INSTRUÇÕES DO EXERCÍCIO =
Responda com base no trecho sobre Montese:
1. Entre quais províncias fica Montese?
2. Que efeito os americanos diziam que os pracinhas brasileiros vinham causando nos combatentes alemães?
3. Em que tipo de cenário de combate seria a estreia dos brasileiros?

TRECHO SELECIONADO =
◆ ◆ ◆
Situada entre as províncias de Módena e Bolonha, Montese era um lugar particularmente difícil de ser capturado, tamanha a quantidade de fortificações construídas pelos alemães que estavam resistindo ali. Os americanos diziam ter escolhido os pracinhas brasileiros especificamente para essa ofensiva pelo suposto efeito moral que vinham causando nos combatentes alemães, muitos deles jovens inexperientes recrutados às pressas pelo Alto Comando nazista em meio ao desespero de ver sua derrota se aproximando. O porte alto, o tom de pele mais escuro e a coragem de um povo totalmente desconhecido supostamente inspiravam temor nos jovens combatentes alemães. Obviamente, o mais provável é que estavam sendo usados como bucha de canhão. Os brasileiros, no entanto, estavam apreensivos. Esta seria sua estreia num cenário de combate urbano.
◆ ◆ ◆
ENTRADAS ARMAZENADAS =
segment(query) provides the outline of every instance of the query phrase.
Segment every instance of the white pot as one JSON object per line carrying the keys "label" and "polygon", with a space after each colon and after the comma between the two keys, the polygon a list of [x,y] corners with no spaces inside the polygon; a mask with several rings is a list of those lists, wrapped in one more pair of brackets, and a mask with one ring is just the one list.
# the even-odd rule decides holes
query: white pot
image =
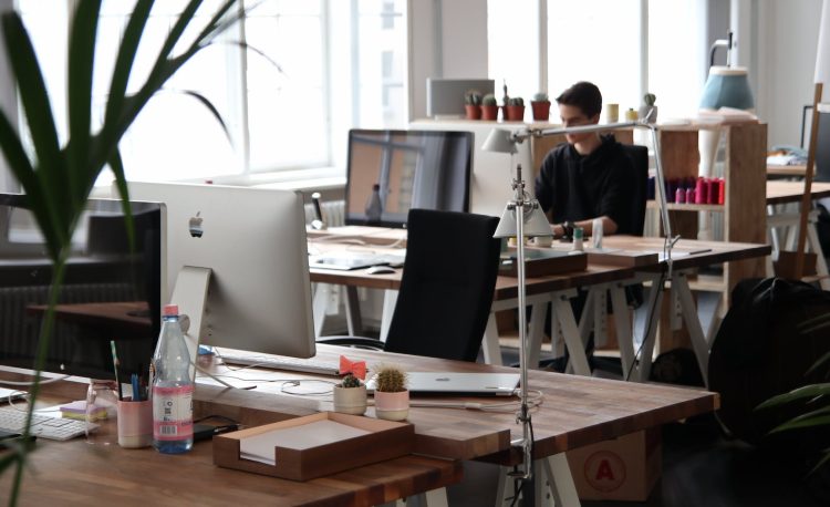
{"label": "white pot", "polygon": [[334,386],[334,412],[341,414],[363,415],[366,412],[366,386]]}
◆ ◆ ◆
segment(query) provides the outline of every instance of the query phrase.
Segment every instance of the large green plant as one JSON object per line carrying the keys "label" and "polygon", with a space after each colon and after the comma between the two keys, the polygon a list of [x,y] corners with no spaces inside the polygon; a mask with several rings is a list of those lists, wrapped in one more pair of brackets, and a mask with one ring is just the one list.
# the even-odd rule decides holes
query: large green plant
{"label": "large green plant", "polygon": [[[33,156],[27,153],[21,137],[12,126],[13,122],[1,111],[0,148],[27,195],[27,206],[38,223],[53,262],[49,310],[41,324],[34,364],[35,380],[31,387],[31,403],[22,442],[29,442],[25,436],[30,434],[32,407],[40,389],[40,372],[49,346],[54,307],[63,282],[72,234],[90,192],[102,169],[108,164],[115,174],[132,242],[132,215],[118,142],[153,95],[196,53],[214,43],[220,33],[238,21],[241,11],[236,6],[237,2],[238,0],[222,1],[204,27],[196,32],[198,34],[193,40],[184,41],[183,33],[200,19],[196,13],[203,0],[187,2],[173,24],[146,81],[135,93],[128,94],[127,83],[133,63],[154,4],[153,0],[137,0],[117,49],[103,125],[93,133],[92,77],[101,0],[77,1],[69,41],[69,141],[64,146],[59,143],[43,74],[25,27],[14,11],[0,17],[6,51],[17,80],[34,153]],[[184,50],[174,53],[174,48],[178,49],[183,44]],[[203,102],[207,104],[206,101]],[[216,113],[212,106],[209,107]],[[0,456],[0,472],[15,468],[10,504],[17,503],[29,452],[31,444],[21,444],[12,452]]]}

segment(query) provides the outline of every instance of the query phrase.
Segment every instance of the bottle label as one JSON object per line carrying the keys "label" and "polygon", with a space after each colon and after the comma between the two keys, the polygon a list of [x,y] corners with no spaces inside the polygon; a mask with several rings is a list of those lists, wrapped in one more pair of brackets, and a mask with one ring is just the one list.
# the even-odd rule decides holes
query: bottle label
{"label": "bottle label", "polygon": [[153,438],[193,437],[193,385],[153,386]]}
◆ ◆ ◆
RESPOSTA DO EXERCÍCIO =
1. Entre as províncias de Módena e Bolonha.
2. Um suposto efeito moral.
3. Num cenário de combate urbano.